- MATERIAL FOR THIS TASK -
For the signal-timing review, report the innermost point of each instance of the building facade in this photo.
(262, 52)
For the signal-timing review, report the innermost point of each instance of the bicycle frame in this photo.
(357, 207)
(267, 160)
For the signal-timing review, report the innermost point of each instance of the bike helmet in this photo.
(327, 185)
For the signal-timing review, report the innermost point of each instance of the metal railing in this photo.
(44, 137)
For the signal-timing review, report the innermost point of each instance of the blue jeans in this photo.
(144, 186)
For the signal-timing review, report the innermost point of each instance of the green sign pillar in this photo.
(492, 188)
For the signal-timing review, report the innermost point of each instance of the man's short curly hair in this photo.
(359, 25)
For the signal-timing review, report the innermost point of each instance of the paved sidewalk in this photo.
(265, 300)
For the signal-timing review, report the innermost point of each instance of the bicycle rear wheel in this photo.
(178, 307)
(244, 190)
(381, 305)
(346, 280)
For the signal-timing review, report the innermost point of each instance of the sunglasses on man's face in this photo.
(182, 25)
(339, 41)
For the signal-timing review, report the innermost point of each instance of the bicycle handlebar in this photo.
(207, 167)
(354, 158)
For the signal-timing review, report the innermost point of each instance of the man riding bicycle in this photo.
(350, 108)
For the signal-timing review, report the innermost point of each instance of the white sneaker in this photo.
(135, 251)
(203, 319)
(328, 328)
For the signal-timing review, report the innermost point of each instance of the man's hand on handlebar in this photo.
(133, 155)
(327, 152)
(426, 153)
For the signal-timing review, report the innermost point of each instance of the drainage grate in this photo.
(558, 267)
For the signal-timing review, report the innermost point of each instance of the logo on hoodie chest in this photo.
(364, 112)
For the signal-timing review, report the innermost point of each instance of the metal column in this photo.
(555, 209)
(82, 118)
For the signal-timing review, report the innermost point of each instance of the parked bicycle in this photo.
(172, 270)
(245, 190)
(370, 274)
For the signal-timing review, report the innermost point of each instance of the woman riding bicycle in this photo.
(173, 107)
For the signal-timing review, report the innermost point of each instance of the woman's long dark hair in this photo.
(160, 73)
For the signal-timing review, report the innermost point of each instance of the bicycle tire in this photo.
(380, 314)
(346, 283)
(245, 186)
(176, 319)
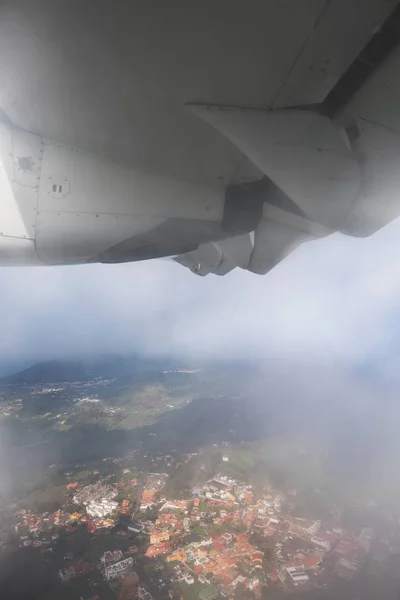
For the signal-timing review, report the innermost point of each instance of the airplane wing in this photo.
(178, 111)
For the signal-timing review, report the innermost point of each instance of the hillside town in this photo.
(123, 536)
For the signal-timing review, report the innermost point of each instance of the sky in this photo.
(333, 301)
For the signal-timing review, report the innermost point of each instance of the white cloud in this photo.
(332, 300)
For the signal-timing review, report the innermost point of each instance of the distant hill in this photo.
(106, 366)
(48, 372)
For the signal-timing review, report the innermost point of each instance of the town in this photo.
(121, 536)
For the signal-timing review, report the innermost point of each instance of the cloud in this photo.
(333, 300)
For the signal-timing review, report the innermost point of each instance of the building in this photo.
(159, 536)
(113, 571)
(297, 575)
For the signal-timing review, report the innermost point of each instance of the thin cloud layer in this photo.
(334, 300)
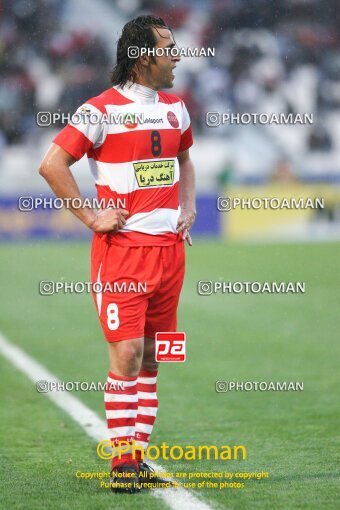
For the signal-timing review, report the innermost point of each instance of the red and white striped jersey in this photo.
(134, 162)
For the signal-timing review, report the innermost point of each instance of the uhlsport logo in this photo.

- WRITTEN EXERCISE -
Reproduce the data word for word, starting at the line that contains "wing in this photo." and continuing down to the end of the data, including both ends. Omit the pictures from your answer.

- WRITTEN RESPONSE -
For the signal-timing review, report the innermost point of each instance of the airplane wing in this photo.
(178, 111)
For the signal-timing review, report the innermost point of each instance of the hillside town in this photo.
(123, 536)
For the signal-timing review, report the innermost point of each instance of the sky in this photo.
(333, 301)
For the signal-timing review, report the innermost point of each instance of the white cloud in this photo.
(332, 300)
For the signal-timing review, report the innermost point of each instance of the distant hill in this photo.
(106, 366)
(48, 372)
For the signal-timing review, report the innermost point of each instance of the town in this photo.
(121, 536)
For the signal-timing review, report the innermost point of each instance of the cloud in this photo.
(333, 300)
For the signal-timing review, report the innermost point of each instance of the building in this photo.
(159, 536)
(113, 571)
(297, 575)
For the signal-timing review, report the innermost point of each instance of the thin cloud layer in this photo.
(334, 300)
For the signal-timing review, report the innermost point of each instance of the red and white striped jersey in this photo.
(134, 162)
For the signal-timing review, report the innermost point of each instance of the uhlsport logo in this photo.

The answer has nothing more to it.